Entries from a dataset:
* Start *

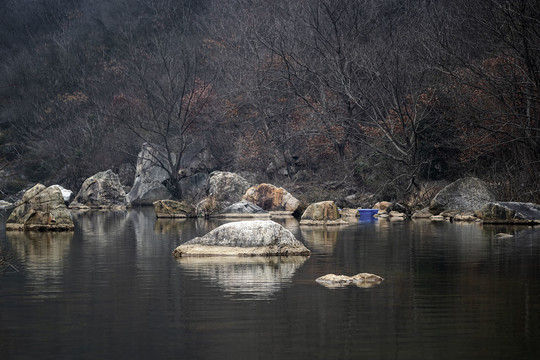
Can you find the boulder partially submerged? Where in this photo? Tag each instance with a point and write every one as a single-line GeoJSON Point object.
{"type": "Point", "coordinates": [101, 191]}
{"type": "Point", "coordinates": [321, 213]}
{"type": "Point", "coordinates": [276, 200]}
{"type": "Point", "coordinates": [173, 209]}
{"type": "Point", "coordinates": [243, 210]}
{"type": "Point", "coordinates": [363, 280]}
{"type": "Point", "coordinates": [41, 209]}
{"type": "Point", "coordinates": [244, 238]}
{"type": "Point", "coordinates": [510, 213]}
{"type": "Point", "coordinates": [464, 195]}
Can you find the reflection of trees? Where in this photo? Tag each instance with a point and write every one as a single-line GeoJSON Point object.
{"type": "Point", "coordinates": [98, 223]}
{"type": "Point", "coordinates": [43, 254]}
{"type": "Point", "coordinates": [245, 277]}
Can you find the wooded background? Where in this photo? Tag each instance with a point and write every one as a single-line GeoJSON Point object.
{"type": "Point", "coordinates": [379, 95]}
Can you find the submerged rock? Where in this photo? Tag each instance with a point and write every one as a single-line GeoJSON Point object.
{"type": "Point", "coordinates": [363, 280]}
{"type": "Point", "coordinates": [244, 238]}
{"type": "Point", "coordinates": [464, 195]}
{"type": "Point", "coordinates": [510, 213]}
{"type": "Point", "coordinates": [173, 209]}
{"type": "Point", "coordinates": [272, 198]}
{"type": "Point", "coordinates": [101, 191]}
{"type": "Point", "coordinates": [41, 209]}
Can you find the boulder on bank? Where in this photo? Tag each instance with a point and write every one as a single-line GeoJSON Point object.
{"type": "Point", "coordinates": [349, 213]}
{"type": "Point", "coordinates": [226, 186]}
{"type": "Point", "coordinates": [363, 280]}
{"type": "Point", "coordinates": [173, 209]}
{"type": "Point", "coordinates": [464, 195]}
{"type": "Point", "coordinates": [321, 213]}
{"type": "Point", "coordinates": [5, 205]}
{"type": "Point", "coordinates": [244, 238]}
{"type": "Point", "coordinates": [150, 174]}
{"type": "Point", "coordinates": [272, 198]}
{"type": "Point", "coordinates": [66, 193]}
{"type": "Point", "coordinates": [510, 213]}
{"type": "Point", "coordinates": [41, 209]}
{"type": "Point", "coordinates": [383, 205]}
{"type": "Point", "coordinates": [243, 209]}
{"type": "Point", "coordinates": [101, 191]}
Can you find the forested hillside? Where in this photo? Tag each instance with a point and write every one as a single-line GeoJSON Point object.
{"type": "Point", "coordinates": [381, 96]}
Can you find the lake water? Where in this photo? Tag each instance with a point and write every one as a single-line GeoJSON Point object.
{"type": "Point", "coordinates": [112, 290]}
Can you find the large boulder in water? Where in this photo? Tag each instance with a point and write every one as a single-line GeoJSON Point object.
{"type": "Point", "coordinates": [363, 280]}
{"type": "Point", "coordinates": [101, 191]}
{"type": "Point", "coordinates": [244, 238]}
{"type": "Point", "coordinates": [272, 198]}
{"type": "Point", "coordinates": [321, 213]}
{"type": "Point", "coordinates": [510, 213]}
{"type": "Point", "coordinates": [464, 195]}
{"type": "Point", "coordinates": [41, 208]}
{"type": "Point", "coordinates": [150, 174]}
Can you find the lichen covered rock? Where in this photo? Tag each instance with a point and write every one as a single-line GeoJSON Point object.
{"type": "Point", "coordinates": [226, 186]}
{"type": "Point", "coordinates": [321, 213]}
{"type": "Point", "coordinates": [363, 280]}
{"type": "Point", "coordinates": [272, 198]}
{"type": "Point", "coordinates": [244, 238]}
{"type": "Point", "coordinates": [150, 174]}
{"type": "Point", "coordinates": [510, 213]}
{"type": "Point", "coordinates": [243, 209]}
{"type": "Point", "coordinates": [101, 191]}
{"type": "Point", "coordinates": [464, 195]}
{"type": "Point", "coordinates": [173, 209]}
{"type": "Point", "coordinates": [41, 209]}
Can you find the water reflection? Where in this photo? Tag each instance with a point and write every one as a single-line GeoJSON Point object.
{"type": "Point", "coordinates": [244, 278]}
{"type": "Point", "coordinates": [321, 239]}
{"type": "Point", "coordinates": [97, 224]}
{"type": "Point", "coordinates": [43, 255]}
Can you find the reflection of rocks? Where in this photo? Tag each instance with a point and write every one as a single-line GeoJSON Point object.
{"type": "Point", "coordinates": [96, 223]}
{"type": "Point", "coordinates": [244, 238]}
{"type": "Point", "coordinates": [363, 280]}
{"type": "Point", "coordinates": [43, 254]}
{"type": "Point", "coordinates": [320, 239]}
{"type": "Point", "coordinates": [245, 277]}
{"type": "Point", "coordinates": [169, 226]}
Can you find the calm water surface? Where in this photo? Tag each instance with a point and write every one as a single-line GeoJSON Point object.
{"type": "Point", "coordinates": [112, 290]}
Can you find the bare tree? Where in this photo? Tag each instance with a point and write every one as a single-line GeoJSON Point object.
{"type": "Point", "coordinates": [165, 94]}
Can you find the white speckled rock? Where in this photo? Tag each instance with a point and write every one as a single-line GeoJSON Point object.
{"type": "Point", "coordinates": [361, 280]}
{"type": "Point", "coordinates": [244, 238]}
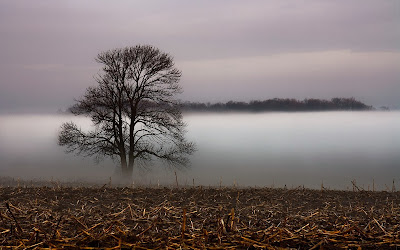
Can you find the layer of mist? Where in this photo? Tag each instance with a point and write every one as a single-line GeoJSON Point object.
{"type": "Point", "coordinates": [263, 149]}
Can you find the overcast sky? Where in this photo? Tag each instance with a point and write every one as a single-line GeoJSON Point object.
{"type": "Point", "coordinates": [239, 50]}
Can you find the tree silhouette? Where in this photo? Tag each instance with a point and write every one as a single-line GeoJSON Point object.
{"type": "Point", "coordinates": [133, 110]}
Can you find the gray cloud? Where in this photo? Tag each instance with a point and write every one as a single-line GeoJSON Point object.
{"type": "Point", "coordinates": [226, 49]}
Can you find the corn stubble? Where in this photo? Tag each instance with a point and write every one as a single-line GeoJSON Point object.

* End *

**JOB**
Transcribe the lines above verbatim, starting from the line that contains "Can you find the overcast" and continuing through the end of the records, including both the first and the last line.

**RESPONSE TO THE EXERCISE**
Can you find the overcast sky? Where in this photo? Tag each instance with a point and write every one as a single-line GeoJSON Point object.
{"type": "Point", "coordinates": [239, 50]}
Can you find the tree silhouette? Where in this photo? Tag each instance with a point and write every one as a single-line GeoJSON Point object.
{"type": "Point", "coordinates": [133, 110]}
Can you find the gray cloud? Where in this photo? Tag each instance with a point and write every one as a single-line GeoJSON Point object.
{"type": "Point", "coordinates": [226, 49]}
Can you find the corn stubble? Where in this photo? Tag each instance with a point and write every one as a single-line GeoJSON Point object.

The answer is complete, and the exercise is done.